▶ Jobs:
A - In the graph database tutorial, which three tables does the SQL version of the customer order management system need?
B - Write the next part of the graph database tutorial, picking up after its last sentence.
═══ Quoted passage
Graph databases provide a much faster and more intuitive way to model and query your data compared to traditional relational databases. In a previous article, we discussed the main differences between a graph database and a relational database, their strengths and weaknesses and what database types are best suited for certain kind of use-cases.
Choosing the right tool for the job is critical for speeding up development, ensuring flexibility, and avoiding operational complexity as your application evolves. In this tutorial, you will go through the process of building a simple customer order management application to learn how a graph approach compares to an SQL one in terms of data modeling, querying, and development flexibility. Once you get a handle of graph databases, feel free to check how Memgraph compares to Neo4j, to help you choose the best graph analytics platform for your needs.
Prerequisites
To follow along, you will need to install:
- Memgraph Platform: a graph application platform that includes a atabase,command-line interface mgconsole, an integrated development environment used to import data, develop, debug and profile database queries and visualize query results Memgraph Lab and MAGE - graph algorithms and modules library.
To install Memgraph Platform and set it up, please follow the Docker Installation instructions on the Installation guide.
Modeling Data with SQL
To model your customer order management system using an SQL implementation, you will need three tables: Customer
, Purchase
and Product
. You should also define a structure for them upfront, which in the case of a more complex real-world problem would imply a lot of meetings and discussions with your team to figure out what Customer
, Purchase
and Product
should look like.
Once that's done, the next step is to connect your tables. Many customers have many purchases, which means an additional many-to-many table. This is not a problem and many ORMs will handle it for you. You will need another many-to-many table for connecting purchases and products. A Purchase
containing a Product
can have a quantity. Again, not a problem, you just need to expose your many-to-many and add a field.
At this point, you have a schema, you deployed it to your database, learned a bit more about your favorite ORM, cursed a few times because it was not 100% intuitive, and are rolling it out. Great!
Modeling Data with Graph
Modeling your customer order management system using graphs is much faster. First, property graph databases like Memgraph, don't have a strict schema, so you don't have to define it upfront. You need to differentiate customers,
purchases, and products. Those will be nodes (vertices) in our graph with appropriate labels. You will then need to connect them and add properties on those connections, which is pretty straightforward too.
Can you handle many-to-many? Of course, graph databases support fast arbitrary relationships. Let's make a layout diagram. It's not as explicit as the relational schema, but it's semantically clearer, and in general more intuitive.
══════
═══ Given material
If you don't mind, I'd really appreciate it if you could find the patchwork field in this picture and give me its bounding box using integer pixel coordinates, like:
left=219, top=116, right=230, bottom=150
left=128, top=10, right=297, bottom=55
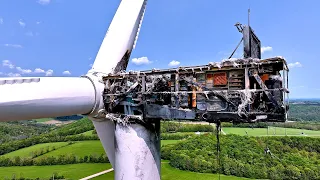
══════
▶ Responses:
A - Customer, Purchase and Product.

B -
Let's write a few Cypher queries so you can populate your database. Unlike SQL, where you actually had to define the database schema beforehand, in graph databases, the insertion itself defines the structure. We won't explain the queries in detail, feel free to check out our quick-start on Cypher. Let's start by creating a Customer
and a Product
node:
CREATE (customer:Customer {name: "John Doe", id: 0})
CREATE (product:Product {brand: "Shooz", name: "X3D Ultra Turbo Pro 3.1",
cost: 399.95, id: 0})
RETURN customer.id, product.id;
Notice how you haven't added all the properties yet. You don't need to know the whole data structure upfront, you can modify it as the need arises. If you're building some sort of a web API in front of your database, the input queries don't even have to be predefined. Here's how a creation-query generator would look in Python (slightly different Cypher syntax to facilitate the property map generation):
def make_create_query(id, label, properties):
"""
Generates a Cypher query for creating a node with the given
label and properties. Properties map strings (names) to primitive
values (ints, floats, bools, strings).
"""
return "CREATE (node:{1} {{{2}}}) " \
"SET node.id = {0} RETURN id".format(
id, label, ", ".join("{}: {!r}".format(*kv) for kv in properties.items()))
Using such a function, you can easily create nodes with properties extracted from, for example, a HTTP URL. If the structure of your Customer
or Product
entities changes, you don't have to modify the DB schema nor the back-end server (OK, you might want to validate the key-value pairs you get). Zero downtime redeployment comes down to switching to a new front-end. Pretty cool!
Now let's handle creating orders and connecting customers to products. Assuming that you have the info on who the Customer
is and what their Purchase
is (handled by your app's front end), the Cypher query would look something like this:
MATCH (customer:Customer {id: 42}),
(p1:Product {id: 123}),
(p2:Product {id: 654}),
(p3:Product {id: 12})
CREATE (customer)-[:PURCHASED]->(purchase:Purchase {id: 0}),
(purchase)-[:HAS {quantity: 3}]->(p1),
(purchase)-[:HAS {quantity: 5}]->(p2),
(purchase)-[:HAS {quantity: 1}]->(p3);
It's fairly simple. First you MATCH
the known Customer
and Products
and then you create a Purchase
that is connected to them. Generating a query dynamically (the number of different products in a purchase varies) also shouldn't be too hard.
As you can see, the Cypher implementation of your data model is simple and easily extendible. With SQL, there's definitely more work to be done. There are five tables to define with their complete schemata. If you want to avoid writing raw SQL you also need to know and depend on a third-party tool. Personally, I used a few relational ORMs (SQLAlchemy the most), and while they helped it still wasn't exactly enjoyable.
Querying Data with Cypher
Once you start getting some data in, you'll obviously want to get it out. Let's say you want to get all the products a specific customer purchased. This would be unpleasant to write in SQL because it would require five JOINs. A good ORM tool will probably make it substantially smaller and easier to handle. With Cypher it's quite easy:
MATCH (:Customer {id: 42})-[:PURCHASED]->(purchase)-[purchase_product:HAS]->(product)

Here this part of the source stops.